--- Фрагмент документа ---
+ + + +

Выбрать главу
2
Мужайтесь, боритесь, о храбрые други, Как бой ни жесток, ни упорна борьба! Над вами безмолвные звездные круги, Под вами немые, глухие гроба. Пускай Олимпийцы завистливым оком Глядят на борьбу непреклонных сердец. Кто, ратуя, пал, побежденный лишь Роком, Тот вырвал из рук их победный венец.

«Над вечным покоем» назвал свою картину Левитан. И снова, как то было с «Тихой обителью», это название показалось многим неправильным, сбивающим с толку, неясным.

Немногие уловили замысел художника, почувствовав, что перед ними «картина-симфония», «картина души человеческой в образах природы», печальный и гордый гимн человеку, который с неизмеримым трудом прокладывает себе путь в природе, в истории, во вселенной.

+ + + +

--- Исходные данные ---
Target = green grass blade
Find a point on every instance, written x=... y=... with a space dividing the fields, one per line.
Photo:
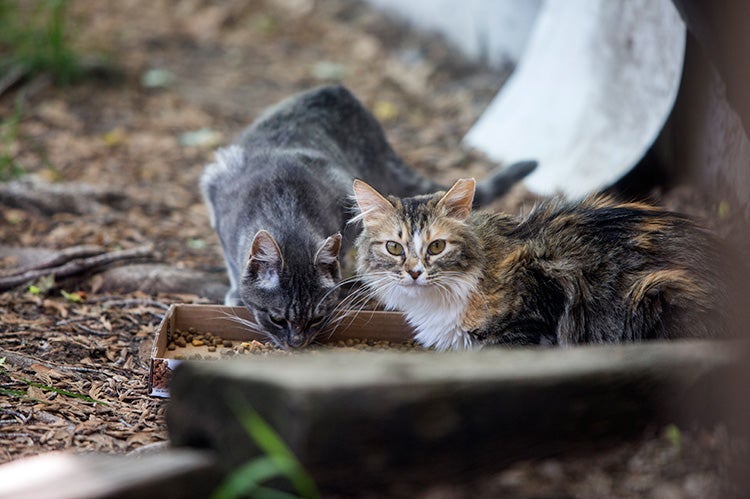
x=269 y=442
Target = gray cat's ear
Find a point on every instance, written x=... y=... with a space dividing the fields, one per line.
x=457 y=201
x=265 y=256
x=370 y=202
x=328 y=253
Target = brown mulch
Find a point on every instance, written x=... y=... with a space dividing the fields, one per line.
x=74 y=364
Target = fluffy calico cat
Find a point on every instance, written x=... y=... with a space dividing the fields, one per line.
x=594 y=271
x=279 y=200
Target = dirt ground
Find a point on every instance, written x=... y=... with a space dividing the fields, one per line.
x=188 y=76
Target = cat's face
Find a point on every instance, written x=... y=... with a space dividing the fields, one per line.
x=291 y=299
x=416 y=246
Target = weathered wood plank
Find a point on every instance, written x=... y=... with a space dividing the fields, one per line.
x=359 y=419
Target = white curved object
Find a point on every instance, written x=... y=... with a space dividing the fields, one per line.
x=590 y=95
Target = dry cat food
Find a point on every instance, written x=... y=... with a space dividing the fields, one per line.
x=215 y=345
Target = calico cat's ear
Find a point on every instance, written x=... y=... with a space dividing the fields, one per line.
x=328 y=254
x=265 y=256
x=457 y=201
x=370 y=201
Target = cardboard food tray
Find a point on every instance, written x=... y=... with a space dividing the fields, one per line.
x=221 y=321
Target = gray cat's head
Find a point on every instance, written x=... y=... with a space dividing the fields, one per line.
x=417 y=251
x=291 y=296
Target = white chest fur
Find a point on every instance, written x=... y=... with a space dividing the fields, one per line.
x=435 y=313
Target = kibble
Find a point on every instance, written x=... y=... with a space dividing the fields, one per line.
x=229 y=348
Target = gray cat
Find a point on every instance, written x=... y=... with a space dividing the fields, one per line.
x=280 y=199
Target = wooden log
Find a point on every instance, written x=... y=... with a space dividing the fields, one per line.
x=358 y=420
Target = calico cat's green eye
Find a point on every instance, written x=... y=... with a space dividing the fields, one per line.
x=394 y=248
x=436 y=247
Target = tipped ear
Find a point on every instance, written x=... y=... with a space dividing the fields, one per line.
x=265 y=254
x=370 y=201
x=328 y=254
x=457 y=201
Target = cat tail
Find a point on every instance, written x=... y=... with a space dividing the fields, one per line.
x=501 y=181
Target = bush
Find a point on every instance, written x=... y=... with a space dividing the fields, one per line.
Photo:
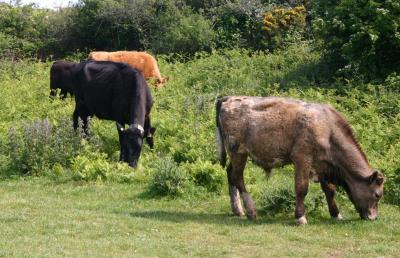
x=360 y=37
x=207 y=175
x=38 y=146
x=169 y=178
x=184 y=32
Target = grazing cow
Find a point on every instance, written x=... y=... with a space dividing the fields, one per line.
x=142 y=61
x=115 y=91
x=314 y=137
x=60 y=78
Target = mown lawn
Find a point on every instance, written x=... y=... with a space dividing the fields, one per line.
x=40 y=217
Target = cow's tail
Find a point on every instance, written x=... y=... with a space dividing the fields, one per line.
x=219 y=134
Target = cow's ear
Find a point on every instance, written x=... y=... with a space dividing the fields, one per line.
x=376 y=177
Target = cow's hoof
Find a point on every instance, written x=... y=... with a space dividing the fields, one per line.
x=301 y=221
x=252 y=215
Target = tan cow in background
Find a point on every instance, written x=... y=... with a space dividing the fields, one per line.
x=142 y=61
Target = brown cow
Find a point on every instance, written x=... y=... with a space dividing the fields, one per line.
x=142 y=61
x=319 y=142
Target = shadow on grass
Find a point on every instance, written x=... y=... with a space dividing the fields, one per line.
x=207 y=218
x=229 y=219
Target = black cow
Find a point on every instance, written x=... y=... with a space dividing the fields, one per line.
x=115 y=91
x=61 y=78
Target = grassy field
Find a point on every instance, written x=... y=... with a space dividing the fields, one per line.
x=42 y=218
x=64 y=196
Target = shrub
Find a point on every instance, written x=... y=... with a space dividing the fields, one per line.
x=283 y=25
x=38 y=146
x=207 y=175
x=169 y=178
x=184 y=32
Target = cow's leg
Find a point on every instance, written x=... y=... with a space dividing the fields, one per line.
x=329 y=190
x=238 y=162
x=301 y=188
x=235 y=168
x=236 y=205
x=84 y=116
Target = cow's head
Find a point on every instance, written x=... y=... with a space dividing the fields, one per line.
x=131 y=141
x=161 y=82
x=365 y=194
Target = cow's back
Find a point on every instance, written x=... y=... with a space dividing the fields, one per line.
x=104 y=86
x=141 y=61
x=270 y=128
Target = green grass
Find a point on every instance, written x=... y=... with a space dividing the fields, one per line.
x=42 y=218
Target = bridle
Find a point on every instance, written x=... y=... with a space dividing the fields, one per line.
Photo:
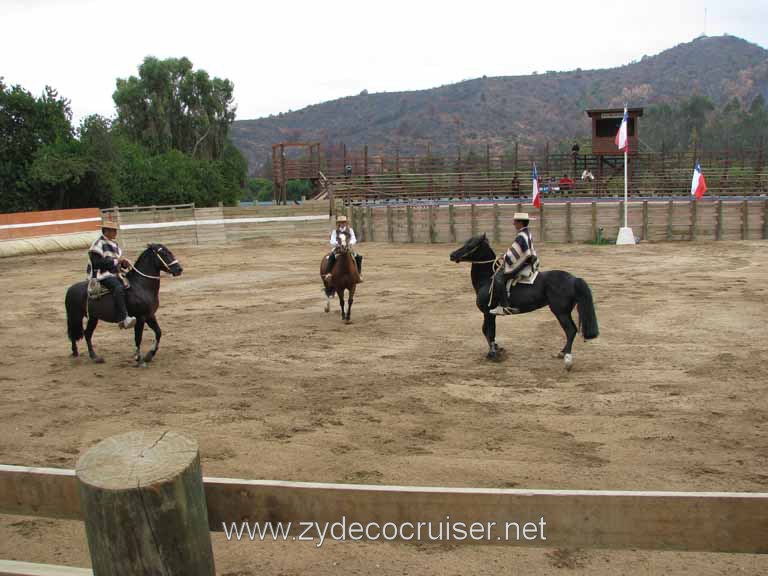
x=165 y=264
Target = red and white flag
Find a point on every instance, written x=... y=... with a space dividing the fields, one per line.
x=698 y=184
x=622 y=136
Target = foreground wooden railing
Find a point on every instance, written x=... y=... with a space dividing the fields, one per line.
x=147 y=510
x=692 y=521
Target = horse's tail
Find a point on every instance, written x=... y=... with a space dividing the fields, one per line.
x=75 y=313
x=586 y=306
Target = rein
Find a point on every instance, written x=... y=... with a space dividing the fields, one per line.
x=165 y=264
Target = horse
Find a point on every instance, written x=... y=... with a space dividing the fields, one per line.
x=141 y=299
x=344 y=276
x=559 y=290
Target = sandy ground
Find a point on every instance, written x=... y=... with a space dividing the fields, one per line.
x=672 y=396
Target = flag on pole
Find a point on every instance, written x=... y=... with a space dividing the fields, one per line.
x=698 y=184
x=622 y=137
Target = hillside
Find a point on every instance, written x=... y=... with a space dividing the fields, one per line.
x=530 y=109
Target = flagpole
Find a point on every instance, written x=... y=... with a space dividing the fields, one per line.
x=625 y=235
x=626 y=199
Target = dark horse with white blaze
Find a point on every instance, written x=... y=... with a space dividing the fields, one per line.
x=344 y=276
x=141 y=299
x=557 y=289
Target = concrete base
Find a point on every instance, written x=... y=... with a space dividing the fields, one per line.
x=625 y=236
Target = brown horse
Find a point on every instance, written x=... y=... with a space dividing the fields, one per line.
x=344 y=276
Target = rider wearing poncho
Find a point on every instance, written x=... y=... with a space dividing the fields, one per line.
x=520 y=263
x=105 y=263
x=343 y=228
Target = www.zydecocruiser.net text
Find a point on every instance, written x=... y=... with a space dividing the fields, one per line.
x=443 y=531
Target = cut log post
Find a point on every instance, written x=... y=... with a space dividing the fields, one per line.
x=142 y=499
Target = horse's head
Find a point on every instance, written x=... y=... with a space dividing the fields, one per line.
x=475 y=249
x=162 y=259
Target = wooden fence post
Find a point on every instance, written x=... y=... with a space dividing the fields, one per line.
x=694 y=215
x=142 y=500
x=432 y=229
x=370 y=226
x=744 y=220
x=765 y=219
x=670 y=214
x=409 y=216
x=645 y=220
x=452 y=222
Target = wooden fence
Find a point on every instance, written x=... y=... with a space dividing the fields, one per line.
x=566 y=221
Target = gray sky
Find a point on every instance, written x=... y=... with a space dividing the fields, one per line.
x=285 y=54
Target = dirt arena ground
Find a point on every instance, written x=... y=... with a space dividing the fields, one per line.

+ + + +

--- Инструкции к заданиям ---
1) Верните без изменений участок фрагмента о картине Левитана, начиная со слов «Выбрать главу» и заканчивая словами «с толку, неясным.».
2) Какое название дал Левитан картине, о которой говорится во фрагменте?

--- Ответы по порядку ---
1)
Выбрать главу
2
Мужайтесь, боритесь, о храбрые други, Как бой ни жесток, ни упорна борьба! Над вами безмолвные звездные круги, Под вами немые, глухие гроба. Пускай Олимпийцы завистливым оком Глядят на борьбу непреклонных сердец. Кто, ратуя, пал, побежденный лишь Роком, Тот вырвал из рук их победный венец.

«Над вечным покоем» назвал свою картину Левитан. И снова, как то было с «Тихой обителью», это название показалось многим неправильным, сбивающим с толку, неясным.

2) «Над вечным покоем».